→ **Requirement**:
Only lines holding the word "pilgrim" are wanted from the records; copy all of them.

→ **Data**:
=======
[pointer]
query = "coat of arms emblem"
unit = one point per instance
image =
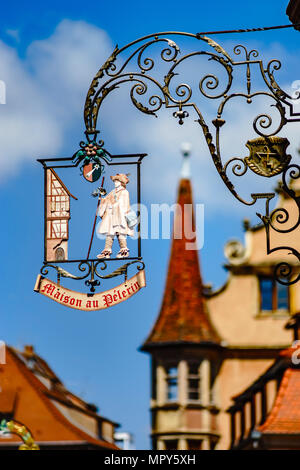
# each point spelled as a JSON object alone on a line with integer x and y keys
{"x": 268, "y": 155}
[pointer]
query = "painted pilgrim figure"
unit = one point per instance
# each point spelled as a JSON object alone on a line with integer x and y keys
{"x": 112, "y": 210}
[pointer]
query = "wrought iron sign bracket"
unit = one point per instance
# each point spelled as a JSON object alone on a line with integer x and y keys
{"x": 267, "y": 152}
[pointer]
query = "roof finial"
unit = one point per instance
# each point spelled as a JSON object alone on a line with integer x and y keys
{"x": 186, "y": 152}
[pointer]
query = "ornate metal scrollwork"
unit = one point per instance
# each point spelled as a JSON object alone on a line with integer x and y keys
{"x": 267, "y": 152}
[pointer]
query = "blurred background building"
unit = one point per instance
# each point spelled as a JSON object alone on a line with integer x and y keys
{"x": 33, "y": 395}
{"x": 207, "y": 346}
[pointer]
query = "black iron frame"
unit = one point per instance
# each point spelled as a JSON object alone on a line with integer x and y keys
{"x": 89, "y": 266}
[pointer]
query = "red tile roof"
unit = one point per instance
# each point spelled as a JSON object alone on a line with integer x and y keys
{"x": 284, "y": 417}
{"x": 183, "y": 316}
{"x": 34, "y": 404}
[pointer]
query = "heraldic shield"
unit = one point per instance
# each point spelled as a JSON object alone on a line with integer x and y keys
{"x": 92, "y": 171}
{"x": 268, "y": 155}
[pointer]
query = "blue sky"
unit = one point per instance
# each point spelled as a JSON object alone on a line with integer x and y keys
{"x": 49, "y": 53}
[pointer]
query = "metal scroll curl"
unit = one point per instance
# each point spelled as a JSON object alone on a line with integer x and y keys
{"x": 142, "y": 65}
{"x": 286, "y": 273}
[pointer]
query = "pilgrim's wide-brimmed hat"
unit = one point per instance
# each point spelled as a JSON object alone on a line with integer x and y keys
{"x": 120, "y": 177}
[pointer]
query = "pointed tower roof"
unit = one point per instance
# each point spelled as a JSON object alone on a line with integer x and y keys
{"x": 183, "y": 317}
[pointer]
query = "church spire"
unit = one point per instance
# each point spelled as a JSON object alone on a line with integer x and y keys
{"x": 183, "y": 317}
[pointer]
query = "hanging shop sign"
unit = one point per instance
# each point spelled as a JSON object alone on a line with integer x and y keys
=======
→ **Response to the exercise**:
query = "painted pilgrim figure"
query = "pilgrim's wide-brimmed hat"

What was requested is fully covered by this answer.